▶ EXERCISE 1:
Name each of the funds that the article on EU funding lists as making up the EU Structural and Cohesion Funds.

▶ PAGE:
------------
WORKERS, FEB 2008 ISSUE

The four EU Structural and Cohesion Funds give the EU powers over investment, jobs, agriculture and fisheries. They account for over one third of its budget: 1) the European Regional Development Funds (ERDF), which is supposed to reduce imbalances between regions and social groups; 2) the European Social Fund (ESF), which supports the EU's employment policy; 3) the European Agricultural Guidance and Guarantee Fund, for agriculture and rural areas; and 4) the Financial Instrument for Fisheries Guidance (FIFG), for the fishing industry.

EU building
Photo: Workers

Where do the funds come from? If they come from our own pockets – as they must certainly do - why do we have to get them back via the Brussels bureaucrats? Why not cut out the middleman and spend the money ourselves?

Have the Structural Funds worked? The European Commission's First Cohesion Report, in 1996, revealed that regional differences in unemployment, income disparity and poverty have increased over the past decade in several member states, especially the UK, Italy and France.

The waste machine
Much of what finally arrives from Brussels is wasted on administration. Simply running the funds costs Britain £670 million a year. Then the money is spent ineffectively. The British government's own National Strategic Reference Framework, published in October 2006, surveyed how the funds have been spent and indicted Labour's record on investment. It also showed how the government has failed to improve education.

Only 10 per cent of the Structural Funds are spent in the poorest fifth of areas. The bureaucratic way in which the EU runs the funds leads to fraud as well as huge administrative costs.

Problems with the funds are one of the main reasons why the European Court of Auditors has not cleared the EU budget for thirteen years in a row. According to the court's latest report, only 31 per cent of the projects audited "were found to be free from error".

The Court found that at least 4 billion euros of the money that the EU Commission handed out "should not have been". Italy's tax and fraud investigator, Guardia di Finanza, noted in its latest annual report that 433 million euros of EU money was subject to outright fraud in Italy alone in 2006.
------------
▶ Annotated coordinate records:
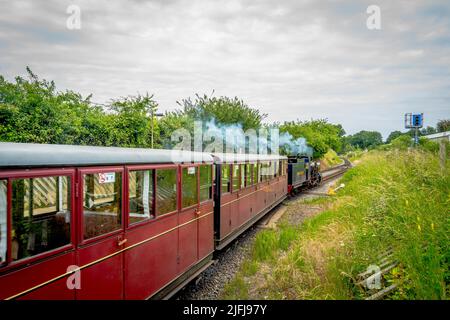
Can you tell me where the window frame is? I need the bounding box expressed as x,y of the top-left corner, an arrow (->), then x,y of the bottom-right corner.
151,164 -> 181,221
230,163 -> 241,193
77,166 -> 128,246
124,164 -> 180,230
198,163 -> 214,205
221,163 -> 233,195
180,163 -> 200,211
124,165 -> 158,230
0,167 -> 78,272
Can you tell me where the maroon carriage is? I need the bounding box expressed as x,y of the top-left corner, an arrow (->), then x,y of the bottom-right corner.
0,143 -> 214,299
214,154 -> 287,249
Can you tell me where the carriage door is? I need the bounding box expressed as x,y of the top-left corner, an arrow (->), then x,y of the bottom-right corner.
178,165 -> 199,272
76,167 -> 126,299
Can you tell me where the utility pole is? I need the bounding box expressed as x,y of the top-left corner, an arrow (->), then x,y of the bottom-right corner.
405,113 -> 423,146
150,106 -> 164,149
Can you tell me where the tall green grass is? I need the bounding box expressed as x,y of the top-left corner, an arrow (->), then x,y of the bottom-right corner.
223,149 -> 450,299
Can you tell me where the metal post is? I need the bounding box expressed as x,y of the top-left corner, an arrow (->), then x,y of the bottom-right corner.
414,127 -> 419,146
150,107 -> 153,149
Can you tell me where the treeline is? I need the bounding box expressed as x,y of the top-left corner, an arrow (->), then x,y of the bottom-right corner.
343,119 -> 450,152
0,68 -> 345,157
0,68 -> 442,158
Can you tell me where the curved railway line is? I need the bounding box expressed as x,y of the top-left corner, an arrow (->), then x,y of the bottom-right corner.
172,159 -> 352,300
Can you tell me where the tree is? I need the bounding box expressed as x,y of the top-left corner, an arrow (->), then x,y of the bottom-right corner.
436,119 -> 450,132
110,93 -> 159,147
347,130 -> 383,149
177,94 -> 267,131
0,68 -> 158,147
279,119 -> 345,158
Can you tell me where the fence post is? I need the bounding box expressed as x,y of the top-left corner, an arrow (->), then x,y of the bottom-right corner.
439,139 -> 447,171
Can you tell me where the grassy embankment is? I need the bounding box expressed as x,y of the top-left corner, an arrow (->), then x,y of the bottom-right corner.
223,150 -> 450,299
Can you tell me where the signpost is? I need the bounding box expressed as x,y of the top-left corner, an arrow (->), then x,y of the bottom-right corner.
405,113 -> 423,145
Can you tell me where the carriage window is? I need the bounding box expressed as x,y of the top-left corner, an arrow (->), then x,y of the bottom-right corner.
241,164 -> 246,189
83,172 -> 122,239
272,161 -> 279,178
271,161 -> 278,178
278,160 -> 283,177
222,164 -> 230,193
233,164 -> 239,192
0,180 -> 7,264
253,163 -> 259,184
156,169 -> 177,216
245,163 -> 252,186
200,165 -> 212,202
181,167 -> 198,208
10,177 -> 71,260
128,170 -> 155,224
259,162 -> 268,181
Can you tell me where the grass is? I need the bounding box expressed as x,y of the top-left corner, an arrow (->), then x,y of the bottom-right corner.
222,150 -> 450,299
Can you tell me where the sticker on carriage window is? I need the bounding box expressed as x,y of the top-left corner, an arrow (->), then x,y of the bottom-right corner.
98,172 -> 116,184
188,167 -> 195,174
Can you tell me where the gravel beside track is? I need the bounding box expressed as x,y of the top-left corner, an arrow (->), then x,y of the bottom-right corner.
172,164 -> 348,300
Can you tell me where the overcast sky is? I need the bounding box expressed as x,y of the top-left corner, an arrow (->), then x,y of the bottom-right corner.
0,0 -> 450,138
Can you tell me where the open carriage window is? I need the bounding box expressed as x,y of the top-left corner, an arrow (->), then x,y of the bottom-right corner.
128,170 -> 155,224
233,164 -> 239,192
83,172 -> 122,239
253,163 -> 259,184
0,180 -> 7,264
222,164 -> 231,193
200,165 -> 213,202
181,167 -> 198,208
156,169 -> 177,216
10,176 -> 71,261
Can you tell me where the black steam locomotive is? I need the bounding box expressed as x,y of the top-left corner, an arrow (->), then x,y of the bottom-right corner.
288,155 -> 322,194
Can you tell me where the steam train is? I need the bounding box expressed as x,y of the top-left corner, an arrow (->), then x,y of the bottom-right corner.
0,143 -> 320,300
------------
▶ EXERCISE 2:
Reproduce the stretch of the listing from the line containing "Can you tell me where the utility" through the line containing "439,139 -> 447,171", both of those lines included.

▶ RESPONSE 1:
1. European Regional Development Funds (ERDF)
2. European Social Fund (ESF)
3. European Agricultural Guidance and Guarantee Fund
4. Financial Instrument for Fisheries Guidance (FIFG)

▶ RESPONSE 2:
Can you tell me where the utility pole is? I need the bounding box expressed as x,y of the top-left corner, an arrow (->), then x,y of the bottom-right corner.
405,113 -> 423,146
150,106 -> 164,149
Can you tell me where the tall green grass is? I need the bounding box expressed as x,y of the top-left corner, an arrow (->), then x,y of the bottom-right corner.
223,149 -> 450,299
Can you tell me where the metal post is? I need the bounding box expressed as x,y of the top-left corner, an arrow (->), then x,y of the bottom-right corner.
414,127 -> 419,146
150,107 -> 153,149
Can you tell me where the treeline is? I need the bounding box expressed as x,y of the top-left corner, an arrow (->), then x,y of the bottom-right corner.
343,119 -> 450,152
0,68 -> 345,157
0,68 -> 442,158
Can you tell me where the curved railway line is? I need the bounding box expressed as x,y of the top-left corner, an arrow (->), then x,y of the bottom-right corner.
172,159 -> 352,300
Can you tell me where the tree is? I need the bounding box expressed as x,y of the top-left corner, an arrow (->), then x,y of the bottom-right corner.
436,119 -> 450,132
110,93 -> 159,147
347,130 -> 383,149
177,94 -> 267,131
0,68 -> 158,147
279,119 -> 345,158
Can you tell me where the fence post is? I need the bounding box expressed as x,y of the top-left corner, an arrow (->), then x,y of the bottom-right corner.
439,139 -> 447,171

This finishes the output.